---------- Supplied data

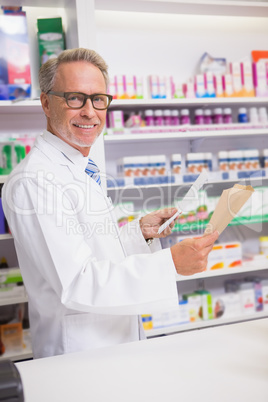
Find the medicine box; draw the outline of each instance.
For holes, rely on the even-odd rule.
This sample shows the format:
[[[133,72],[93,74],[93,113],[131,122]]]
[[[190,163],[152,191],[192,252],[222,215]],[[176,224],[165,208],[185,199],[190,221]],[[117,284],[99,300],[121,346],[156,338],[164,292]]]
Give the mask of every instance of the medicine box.
[[[41,66],[47,60],[57,57],[65,49],[64,34],[61,17],[39,18],[37,20],[37,27]]]
[[[26,15],[0,15],[0,100],[30,96],[31,72]]]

--------------------

▶ Given instruction: Rewrite the lines above as a numbered list. Skip any blank lines and leave out the pictures.

▶ Expected answer:
1. Find the medicine box; draw the outline of each instance.
2. For holes, rely on the even-odd rule.
3. This sample shows the format:
4. [[[133,72],[93,74],[93,113],[131,122]]]
5. [[[190,163],[152,191],[192,252],[222,215]],[[176,224],[165,208],[185,199],[190,221]],[[117,284],[99,300],[121,346],[156,338],[164,292]]]
6. Give the mask of every instance of the medicine box.
7. [[[41,66],[47,60],[57,57],[65,49],[64,34],[61,17],[39,18],[37,20],[37,27]]]
8. [[[26,15],[0,15],[0,100],[30,96],[31,72]]]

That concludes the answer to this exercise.